What to do: Transcribe all records, preserving every character.

#### Data excerpts

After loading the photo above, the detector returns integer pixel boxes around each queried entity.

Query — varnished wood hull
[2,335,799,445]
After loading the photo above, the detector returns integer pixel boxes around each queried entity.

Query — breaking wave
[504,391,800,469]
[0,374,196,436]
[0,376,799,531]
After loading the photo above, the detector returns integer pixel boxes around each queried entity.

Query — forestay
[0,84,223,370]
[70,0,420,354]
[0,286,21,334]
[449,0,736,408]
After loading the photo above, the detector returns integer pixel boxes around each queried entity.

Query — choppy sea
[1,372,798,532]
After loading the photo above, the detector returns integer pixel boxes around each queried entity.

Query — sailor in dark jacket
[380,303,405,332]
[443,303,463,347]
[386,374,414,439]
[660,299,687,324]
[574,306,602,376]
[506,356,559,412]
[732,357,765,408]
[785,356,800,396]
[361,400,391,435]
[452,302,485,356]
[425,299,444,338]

########

Result for this task:
After loading the photo above, the detector returns integer pixel boxes around each queried entity.

Query — varnished wood hull
[2,335,799,445]
After loading the photo above, the detector returns integer pixel boxes around each queried entity.

Query — breaking wave
[504,391,800,469]
[0,374,196,436]
[0,376,799,531]
After loading the photo above, the detector returns integer pixel boxes around each queried entity.

Query — forestay
[0,84,223,370]
[70,0,420,354]
[0,286,21,334]
[449,0,736,408]
After loading the photo above, the detector returns integer pixel boxes around each queried entity.

Query — choppy sea
[1,372,798,532]
After loading the photo above, the detector returns integer pixel boxes around each queried entity.

Query — sailor in dark jacket
[380,303,405,332]
[443,303,463,347]
[386,374,414,439]
[660,299,687,324]
[574,306,602,376]
[506,356,559,412]
[732,357,765,408]
[785,356,800,396]
[361,400,391,435]
[452,302,485,356]
[425,299,444,338]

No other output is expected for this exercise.